Supplied text:
_ _ _ _ _

Man who enjoyed 'murderer's luck' after killing wife finally given life sentence

Joy Antony (left) and Sunitha.

A man who had burnt his wife to death and dumped her body parts in a septic tank, and then almost successfully spread the rumour that she had eloped with a lover, was sentenced to rigorous life imprisonment nine years after the crime was committed.

He has also been slapped a fine of Rs 60,000, which if he fails to pay would invite an additional one year rigorous imprisonment. The verdict was delivered by the Additional District Sessions Court, Thiruvananthapuram, on Tuesday.

The crime had taken place in Anad, a small village in the outskirts of Thiruvananthapuram. The accused, an auto driver named Joy Antony, managed to cause confusion for a while using what criminologists call the "murderer's luck".

No one had seen him burning his wife to death, and this perverse luck came very close to letting him off the hook.

What the daughters saw

His two daughters, then aged five and seven, had seen their mother Sunitha falling unconscious after their father had hit her hard on the head with the handle of a hoe (manvetty). The children also saw him pour kerosene over their mother's body.

_ _ _ _ _

Information shown:
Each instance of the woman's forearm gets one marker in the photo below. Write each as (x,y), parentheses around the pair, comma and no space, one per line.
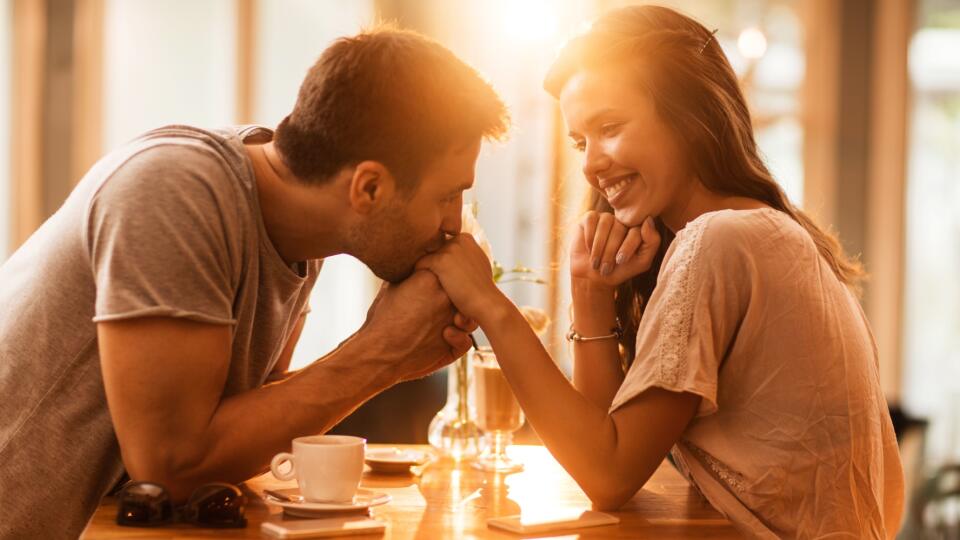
(596,364)
(558,412)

_ _ _ _ _

Work task 1:
Answer these from the article on the Anad murder case:
(a) Which court delivered the verdict?
(b) What work did the accused do?
(c) How old were the two daughters at the time of the crime?
Work task 2:
Resume the article on the Anad murder case, picking up after its final sentence.

Output 1:
(a) The Additional District Sessions Court, Thiruvananthapuram.
(b) He was an auto driver.
(c) Five and seven.

Output 2:
By this time their grandmother (Joy's mother), not wanting to expose the kids to a ghastly sight or perhaps even fearing that her son would harm the children, pulled them away from the scene. She hurried them to the neighbouring house.

The children, now 14 and 16 and legally adopted, gave their statements to the court, detailing all that they remembered. Initially, the girls,who came to the Court with their foster parents, looked hesitant. It was clear the presence of the father was causing them serious unease. They opened up only after the Court asked that Joy be removed from the hall. Joy's mother died a year after Sunitha's death.

Jilted lover defence

Joy's defence was that he did not burn his wife. He argued that the body parts (it turned out that he had cut the body to pieces and stuffed them in a sack) found in the septic tank were not Sunitha's. It was somebody else's. His legal team argued that Sunitha was living, perhaps with her name changed, in some unknown place with her lover.

Joy had even managed to convince his little daughters that their mother had eloped with another man. The children had said so to the mother superior of the convent in which they were staying as boarders.

Fearing her husband's abusive behaviour, Sunitha had put her two daughters in a convent. She worked overtime as a housemaid to find money for this. Sunitha visited the convent every Friday to bring the children home for the weekend.

How the body was uncovered

When Sunitha stopped coming, the mother superior asked the children why their mother was not coming to take them home on Fridays. The girls told her that their mother had run away with a man.

The mother superior then made a visit to the children's house. Joy's behaviour alerted her to something sinister. The mother superior's suspicions eventually led to the digging up of the sack filled with body parts from the septic tank behind the house.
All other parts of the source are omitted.